# YOUR OBJECTIVE
Copy the lines from the one holding "Where can the rear" through the one holding "Target: rear wheel", inclusive, and replace "rear wheel" with "front wheel" wherever it appears in them. Leave everything else unchanged.

# MATERIAL PROVIDED
★ ★ ★ ★ ★ ★ ★
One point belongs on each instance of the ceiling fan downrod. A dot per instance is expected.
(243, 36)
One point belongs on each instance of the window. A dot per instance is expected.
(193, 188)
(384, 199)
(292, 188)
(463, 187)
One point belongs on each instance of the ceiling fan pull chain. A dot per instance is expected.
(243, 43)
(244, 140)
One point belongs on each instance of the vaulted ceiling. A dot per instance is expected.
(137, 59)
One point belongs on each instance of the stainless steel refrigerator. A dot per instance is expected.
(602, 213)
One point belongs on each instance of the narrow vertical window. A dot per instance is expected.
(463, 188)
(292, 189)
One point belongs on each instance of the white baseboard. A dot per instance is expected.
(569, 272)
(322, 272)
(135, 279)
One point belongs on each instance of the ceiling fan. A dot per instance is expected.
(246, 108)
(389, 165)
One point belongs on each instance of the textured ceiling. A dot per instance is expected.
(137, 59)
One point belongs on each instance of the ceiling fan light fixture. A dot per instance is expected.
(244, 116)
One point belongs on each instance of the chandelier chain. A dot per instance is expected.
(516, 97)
★ ★ ★ ★ ★ ★ ★
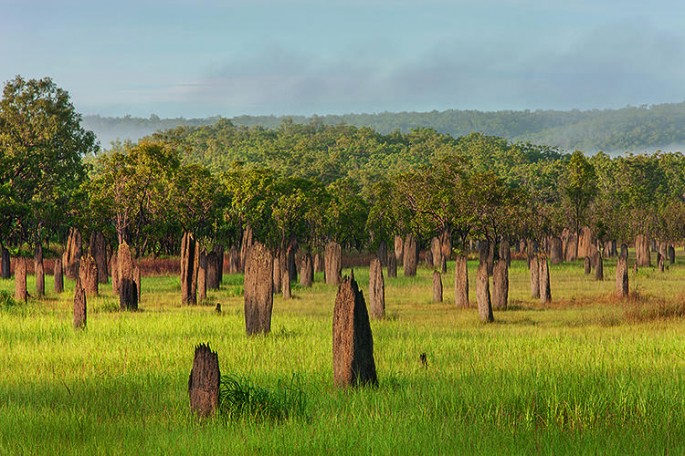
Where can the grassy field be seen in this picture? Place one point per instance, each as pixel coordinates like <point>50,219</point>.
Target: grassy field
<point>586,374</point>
★ ★ ★ ★ ★ ★ ★
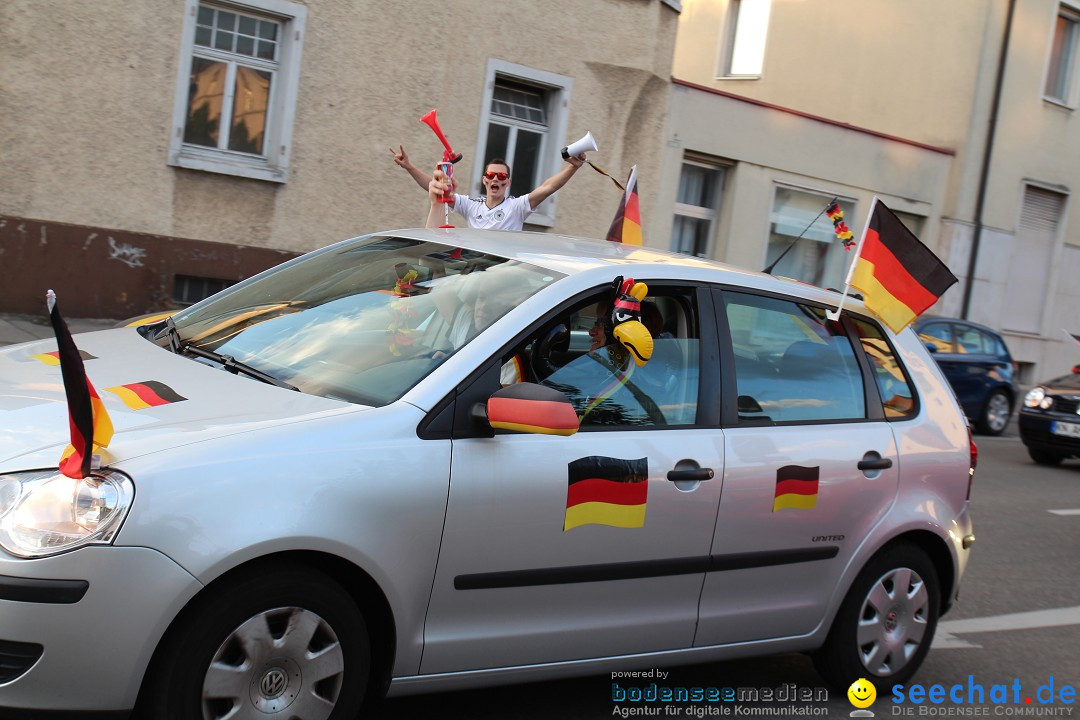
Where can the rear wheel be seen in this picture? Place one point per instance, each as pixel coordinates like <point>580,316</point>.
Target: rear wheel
★ ★ ★ ★ ★ ★ ★
# ANSWER
Where can the front wheel be seen in this picture? Place one point per instance, each as pixel coordinates like <point>580,316</point>.
Target: front wheel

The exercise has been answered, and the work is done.